It's not surprising that many of us who stay here are puzzled about those who leave, or that our puzzlement is compounded by the likelihood that, in addition to students who "vote with their feet" by taking time off or withdrawing from Harvard, there are increasing numbers of strong, intelligent young people who "vote" by never applying here to begin with. It kinda makes you wonder about the rest of us.
I graduated Yale College in 1969 and am a doctoral student at the Graduate School of Education. Along the way I took a few years off to be a youthworker (as a Conscientious Objector), hop freights, write for the Phoenix, learn carpentry at an industrial school, work with radical political groups, and generally ponder the state of the country and of my soul. Returning to Harvard in 1974, I thought I noticed a drop in temperature which wasn't "just me." If it would be presumptuous to preach or speak for others, perhaps I can at least share some impressions to see if they resonate at all. They boil down to the claim that we are being fatefully socialized here into a way of knowing and naming the world which renders whole populations invisible and entire regions in ourselves inaccessible, and which saddles us with gloomy characterizations of human nature that keep faith with no one and aren't half so realistic as their proponents insist.
When so many talented, well-intentioned people are chronically lonely and confused--or stridently busy and heartless about it--there have to be reasons. There have to be reasons for the scarcity of teachers who are fearless, comradely, and fun-loving, or for the fact that so many of us move through a day unattuned to friendship, unwilling or unable to take time with one another in unspoken things.
::::::
» **Task set**
**a.** Can you repeat the stretch of the Harvard essay from "It's not surprising" through "rest of us." word for word?
**b.** Could you rewrite the records in the stretch from the line containing "Reviewer note: verify that every instance of the city" through the line containing "58], [105, 65]]", requests included, offsetting every number in the answer coordinates by 87? Give back only those lines.

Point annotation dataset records
::::::
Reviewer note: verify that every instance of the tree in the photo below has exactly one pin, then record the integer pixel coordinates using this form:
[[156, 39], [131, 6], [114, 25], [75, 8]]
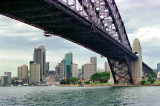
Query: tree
[[102, 77], [143, 82], [68, 81], [87, 82], [63, 82], [79, 83], [74, 80]]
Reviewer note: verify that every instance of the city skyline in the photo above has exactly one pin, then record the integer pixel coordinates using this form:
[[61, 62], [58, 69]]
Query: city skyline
[[17, 39]]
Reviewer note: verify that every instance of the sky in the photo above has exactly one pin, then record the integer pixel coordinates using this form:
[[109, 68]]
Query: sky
[[18, 40]]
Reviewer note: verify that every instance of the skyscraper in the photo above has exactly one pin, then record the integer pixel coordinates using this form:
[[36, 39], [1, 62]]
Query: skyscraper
[[62, 69], [69, 61], [34, 73], [8, 74], [93, 60], [79, 73], [158, 67], [74, 70], [47, 68], [23, 73], [88, 70], [4, 80], [40, 58], [105, 65]]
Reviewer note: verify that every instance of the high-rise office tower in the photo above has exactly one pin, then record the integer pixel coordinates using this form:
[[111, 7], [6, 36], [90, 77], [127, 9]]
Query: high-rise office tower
::::::
» **The results**
**a.**
It's not surprising that many of us who stay here are puzzled about those who leave, or that our puzzlement is compounded by the likelihood that, in addition to students who "vote with their feet" by taking time off or withdrawing from Harvard, there are increasing numbers of strong, intelligent young people who "vote" by never applying here to begin with. It kinda makes you wonder about the rest of us.

**b.**
Reviewer note: verify that every instance of the city skyline in the photo above has exactly one pin, then record the integer pixel coordinates using this form:
[[61, 62], [58, 69]]
Query: city skyline
[[104, 126]]
Reviewer note: verify that every instance of the sky in the photo above has exactly one pin, then record the integer pixel coordinates using this form:
[[109, 68]]
Query: sky
[[105, 127]]
Reviewer note: verify that every instance of the skyscraper in the photo above has exactly one pin, then record the integer pixel coordinates using this form:
[[36, 39], [1, 62]]
Query: skyscraper
[[149, 156], [156, 148], [121, 160], [95, 161], [180, 147], [166, 160], [245, 154], [161, 157], [134, 155], [110, 160], [175, 157], [91, 167], [127, 145], [192, 152]]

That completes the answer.